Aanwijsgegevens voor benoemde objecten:
• • • • •

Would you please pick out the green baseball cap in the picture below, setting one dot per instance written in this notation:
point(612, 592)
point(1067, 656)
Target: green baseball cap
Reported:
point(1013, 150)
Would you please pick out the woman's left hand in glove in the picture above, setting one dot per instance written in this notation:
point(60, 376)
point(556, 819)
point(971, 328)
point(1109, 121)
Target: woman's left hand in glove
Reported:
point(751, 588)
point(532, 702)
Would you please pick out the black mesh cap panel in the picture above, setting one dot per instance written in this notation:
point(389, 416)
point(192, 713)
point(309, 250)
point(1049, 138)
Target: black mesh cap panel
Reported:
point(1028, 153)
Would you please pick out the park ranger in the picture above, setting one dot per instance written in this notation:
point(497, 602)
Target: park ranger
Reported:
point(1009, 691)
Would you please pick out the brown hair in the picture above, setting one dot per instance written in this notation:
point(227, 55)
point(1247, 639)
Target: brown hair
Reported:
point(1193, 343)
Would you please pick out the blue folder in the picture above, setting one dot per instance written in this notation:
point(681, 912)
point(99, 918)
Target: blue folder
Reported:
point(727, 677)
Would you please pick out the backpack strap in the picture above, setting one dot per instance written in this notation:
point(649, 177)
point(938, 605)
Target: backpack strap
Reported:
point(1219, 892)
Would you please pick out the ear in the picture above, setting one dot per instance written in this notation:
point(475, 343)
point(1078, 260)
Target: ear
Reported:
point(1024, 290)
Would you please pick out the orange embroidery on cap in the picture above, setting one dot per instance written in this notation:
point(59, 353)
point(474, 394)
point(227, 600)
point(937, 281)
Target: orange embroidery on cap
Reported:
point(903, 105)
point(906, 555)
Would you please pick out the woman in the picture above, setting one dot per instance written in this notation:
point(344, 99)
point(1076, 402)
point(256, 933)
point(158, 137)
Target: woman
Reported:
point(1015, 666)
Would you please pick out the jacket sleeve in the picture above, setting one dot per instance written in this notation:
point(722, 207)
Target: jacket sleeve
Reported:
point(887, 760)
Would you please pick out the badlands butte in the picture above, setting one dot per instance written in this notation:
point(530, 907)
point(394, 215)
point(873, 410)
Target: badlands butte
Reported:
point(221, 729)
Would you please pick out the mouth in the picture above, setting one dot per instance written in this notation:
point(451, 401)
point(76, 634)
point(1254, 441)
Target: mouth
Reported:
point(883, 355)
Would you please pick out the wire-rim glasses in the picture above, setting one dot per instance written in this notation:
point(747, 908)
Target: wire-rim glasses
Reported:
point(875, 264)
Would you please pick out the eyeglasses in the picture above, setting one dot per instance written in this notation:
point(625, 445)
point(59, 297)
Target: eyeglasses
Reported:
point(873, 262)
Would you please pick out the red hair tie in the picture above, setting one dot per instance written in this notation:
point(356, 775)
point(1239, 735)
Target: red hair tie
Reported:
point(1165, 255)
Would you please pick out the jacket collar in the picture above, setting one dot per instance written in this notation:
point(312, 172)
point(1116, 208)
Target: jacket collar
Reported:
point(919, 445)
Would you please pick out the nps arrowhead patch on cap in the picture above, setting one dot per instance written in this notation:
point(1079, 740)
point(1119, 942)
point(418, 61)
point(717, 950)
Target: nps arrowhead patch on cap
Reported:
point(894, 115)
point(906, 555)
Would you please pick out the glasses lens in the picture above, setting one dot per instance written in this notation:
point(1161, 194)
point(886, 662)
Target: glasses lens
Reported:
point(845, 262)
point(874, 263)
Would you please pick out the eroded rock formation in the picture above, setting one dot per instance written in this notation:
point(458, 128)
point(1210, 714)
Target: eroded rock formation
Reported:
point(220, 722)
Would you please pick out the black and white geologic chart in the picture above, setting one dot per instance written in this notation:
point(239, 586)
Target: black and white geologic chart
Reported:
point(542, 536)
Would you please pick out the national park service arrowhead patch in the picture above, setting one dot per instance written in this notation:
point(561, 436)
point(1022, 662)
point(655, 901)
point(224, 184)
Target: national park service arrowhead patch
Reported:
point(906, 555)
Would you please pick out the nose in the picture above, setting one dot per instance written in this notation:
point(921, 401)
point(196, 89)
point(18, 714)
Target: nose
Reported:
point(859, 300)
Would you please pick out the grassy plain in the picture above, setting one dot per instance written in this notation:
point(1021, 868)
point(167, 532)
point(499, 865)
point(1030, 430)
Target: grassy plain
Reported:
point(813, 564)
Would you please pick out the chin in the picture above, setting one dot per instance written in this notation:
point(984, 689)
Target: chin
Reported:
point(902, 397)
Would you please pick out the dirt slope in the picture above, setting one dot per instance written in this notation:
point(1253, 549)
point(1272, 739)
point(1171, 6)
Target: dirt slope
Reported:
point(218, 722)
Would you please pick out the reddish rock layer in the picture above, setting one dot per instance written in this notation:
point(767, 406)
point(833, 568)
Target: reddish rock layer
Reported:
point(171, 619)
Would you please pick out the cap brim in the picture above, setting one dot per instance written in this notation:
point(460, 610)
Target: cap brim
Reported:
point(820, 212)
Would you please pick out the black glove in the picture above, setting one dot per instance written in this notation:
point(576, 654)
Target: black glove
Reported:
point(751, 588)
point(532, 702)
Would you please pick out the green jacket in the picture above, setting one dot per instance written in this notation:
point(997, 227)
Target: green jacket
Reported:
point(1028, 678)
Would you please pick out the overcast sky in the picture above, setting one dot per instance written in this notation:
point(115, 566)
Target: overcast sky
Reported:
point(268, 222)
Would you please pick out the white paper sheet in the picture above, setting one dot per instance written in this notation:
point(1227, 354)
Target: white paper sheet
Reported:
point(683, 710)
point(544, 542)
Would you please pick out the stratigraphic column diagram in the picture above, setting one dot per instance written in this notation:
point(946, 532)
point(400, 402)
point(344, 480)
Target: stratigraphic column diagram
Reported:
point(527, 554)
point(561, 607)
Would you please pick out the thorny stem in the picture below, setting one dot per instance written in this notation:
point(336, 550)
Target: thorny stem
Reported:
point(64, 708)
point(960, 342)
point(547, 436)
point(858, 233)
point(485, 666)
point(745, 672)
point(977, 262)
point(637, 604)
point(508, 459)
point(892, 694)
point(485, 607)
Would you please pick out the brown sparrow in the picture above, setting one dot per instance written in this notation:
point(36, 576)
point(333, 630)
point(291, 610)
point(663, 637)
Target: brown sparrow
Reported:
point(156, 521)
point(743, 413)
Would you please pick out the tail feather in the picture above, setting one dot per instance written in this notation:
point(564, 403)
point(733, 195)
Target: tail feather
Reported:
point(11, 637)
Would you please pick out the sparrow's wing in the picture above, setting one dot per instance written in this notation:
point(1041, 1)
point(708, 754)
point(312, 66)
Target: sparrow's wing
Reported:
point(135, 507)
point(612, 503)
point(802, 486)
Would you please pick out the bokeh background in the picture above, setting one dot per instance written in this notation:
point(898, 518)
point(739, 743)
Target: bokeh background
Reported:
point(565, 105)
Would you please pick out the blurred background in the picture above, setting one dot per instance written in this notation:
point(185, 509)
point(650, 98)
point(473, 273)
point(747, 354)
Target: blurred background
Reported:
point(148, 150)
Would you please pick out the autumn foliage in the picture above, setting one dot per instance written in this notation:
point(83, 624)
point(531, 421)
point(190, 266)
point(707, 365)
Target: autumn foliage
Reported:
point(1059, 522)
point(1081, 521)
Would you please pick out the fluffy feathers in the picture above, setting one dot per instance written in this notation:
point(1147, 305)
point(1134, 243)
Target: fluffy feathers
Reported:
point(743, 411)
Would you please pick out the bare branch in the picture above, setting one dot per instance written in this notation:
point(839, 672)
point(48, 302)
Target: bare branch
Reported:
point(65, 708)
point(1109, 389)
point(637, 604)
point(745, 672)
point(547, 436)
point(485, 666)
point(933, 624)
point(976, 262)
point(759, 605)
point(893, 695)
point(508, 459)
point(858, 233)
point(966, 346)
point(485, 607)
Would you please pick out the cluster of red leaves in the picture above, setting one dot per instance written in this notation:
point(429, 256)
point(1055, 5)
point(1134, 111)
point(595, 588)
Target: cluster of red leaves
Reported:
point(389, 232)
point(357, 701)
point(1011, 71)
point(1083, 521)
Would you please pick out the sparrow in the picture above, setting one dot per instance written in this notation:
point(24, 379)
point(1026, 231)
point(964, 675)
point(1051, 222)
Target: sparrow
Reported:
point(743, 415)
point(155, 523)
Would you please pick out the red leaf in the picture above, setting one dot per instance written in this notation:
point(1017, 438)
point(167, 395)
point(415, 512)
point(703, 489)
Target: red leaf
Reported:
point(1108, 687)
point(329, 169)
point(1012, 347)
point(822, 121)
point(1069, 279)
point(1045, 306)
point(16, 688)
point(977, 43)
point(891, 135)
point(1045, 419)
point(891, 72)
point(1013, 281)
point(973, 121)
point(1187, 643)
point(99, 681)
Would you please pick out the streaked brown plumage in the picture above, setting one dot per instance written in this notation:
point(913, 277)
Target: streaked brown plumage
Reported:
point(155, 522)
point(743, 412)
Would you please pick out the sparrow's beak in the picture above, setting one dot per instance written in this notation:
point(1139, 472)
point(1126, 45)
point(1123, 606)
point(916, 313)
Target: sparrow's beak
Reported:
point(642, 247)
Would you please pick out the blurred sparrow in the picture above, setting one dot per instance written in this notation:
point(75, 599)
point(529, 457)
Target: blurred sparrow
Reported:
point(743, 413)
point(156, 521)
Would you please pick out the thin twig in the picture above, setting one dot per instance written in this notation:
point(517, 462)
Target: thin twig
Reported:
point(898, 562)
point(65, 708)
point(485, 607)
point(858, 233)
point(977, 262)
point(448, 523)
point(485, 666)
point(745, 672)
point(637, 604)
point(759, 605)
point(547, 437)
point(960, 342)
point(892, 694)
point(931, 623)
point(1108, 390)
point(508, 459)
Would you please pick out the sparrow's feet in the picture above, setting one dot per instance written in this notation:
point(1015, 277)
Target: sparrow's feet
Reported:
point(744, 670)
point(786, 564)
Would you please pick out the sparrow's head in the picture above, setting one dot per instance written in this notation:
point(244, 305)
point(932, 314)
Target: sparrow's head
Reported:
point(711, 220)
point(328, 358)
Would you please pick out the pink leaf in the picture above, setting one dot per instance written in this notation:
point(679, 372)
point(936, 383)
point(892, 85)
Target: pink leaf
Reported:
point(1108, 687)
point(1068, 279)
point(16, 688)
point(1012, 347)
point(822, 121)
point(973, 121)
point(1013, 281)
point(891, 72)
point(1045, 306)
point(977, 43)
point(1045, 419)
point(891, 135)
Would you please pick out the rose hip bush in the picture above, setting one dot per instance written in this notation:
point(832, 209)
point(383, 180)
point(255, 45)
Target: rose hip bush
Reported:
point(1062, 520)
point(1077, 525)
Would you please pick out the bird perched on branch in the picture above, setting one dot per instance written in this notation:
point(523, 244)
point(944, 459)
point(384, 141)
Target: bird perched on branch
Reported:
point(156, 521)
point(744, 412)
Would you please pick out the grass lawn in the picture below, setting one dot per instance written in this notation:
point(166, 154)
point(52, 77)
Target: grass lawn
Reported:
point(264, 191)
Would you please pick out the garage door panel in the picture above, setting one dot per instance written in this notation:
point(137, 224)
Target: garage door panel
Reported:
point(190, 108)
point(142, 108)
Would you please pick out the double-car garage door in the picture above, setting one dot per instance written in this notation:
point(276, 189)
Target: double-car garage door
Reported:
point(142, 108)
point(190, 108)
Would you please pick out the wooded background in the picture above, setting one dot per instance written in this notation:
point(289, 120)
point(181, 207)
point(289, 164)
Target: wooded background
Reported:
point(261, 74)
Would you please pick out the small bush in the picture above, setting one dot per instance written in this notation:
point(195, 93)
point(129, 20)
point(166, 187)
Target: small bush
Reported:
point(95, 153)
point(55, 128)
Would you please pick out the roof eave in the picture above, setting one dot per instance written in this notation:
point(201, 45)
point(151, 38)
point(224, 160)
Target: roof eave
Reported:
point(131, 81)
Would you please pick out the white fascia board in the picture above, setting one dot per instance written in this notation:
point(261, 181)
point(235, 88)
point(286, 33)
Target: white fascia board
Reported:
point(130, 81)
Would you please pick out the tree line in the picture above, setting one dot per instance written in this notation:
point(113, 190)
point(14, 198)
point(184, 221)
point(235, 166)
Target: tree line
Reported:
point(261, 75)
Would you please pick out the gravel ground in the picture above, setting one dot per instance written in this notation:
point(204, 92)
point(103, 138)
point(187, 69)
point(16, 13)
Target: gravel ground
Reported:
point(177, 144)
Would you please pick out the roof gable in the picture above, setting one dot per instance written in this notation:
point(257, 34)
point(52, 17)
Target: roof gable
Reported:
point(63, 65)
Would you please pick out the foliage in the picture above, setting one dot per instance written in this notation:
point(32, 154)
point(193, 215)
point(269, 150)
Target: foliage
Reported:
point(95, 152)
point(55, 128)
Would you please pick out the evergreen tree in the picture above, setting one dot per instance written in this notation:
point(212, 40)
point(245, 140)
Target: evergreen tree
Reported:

• • • • •

Geef uit de lijst woordelijk de regels weer vanaf de regel met "Would you please pick out the sparrow's beak" tot en met de regel met "point(328, 358)".

Would you please pick out the sparrow's beak in the picture above, setting one dot per instance written in this notation:
point(1139, 472)
point(1126, 45)
point(1123, 606)
point(916, 313)
Target: sparrow's beak
Reported:
point(642, 247)
Would you please pick out the blurred sparrow in the picture above, setting one dot per instance written in this notation:
point(75, 599)
point(529, 457)
Target: blurred sparrow
Reported:
point(743, 413)
point(156, 521)
Would you please pick out the thin twig in the picture above, setting one dot per instance written in this notation:
point(517, 462)
Target: thin twig
Reported:
point(898, 562)
point(65, 708)
point(485, 607)
point(858, 233)
point(977, 262)
point(448, 523)
point(485, 666)
point(745, 672)
point(637, 604)
point(759, 605)
point(547, 437)
point(960, 342)
point(892, 694)
point(931, 623)
point(1108, 390)
point(508, 459)
Would you please pick out the sparrow's feet in the picture above, setting one dot per instance written in this notation:
point(1015, 277)
Target: sparrow's feet
Reported:
point(744, 670)
point(786, 564)
Would you please pick out the sparrow's head in the picture above, setting one dot per instance written in this notation:
point(244, 305)
point(932, 314)
Target: sparrow's head
Reported:
point(711, 220)
point(328, 358)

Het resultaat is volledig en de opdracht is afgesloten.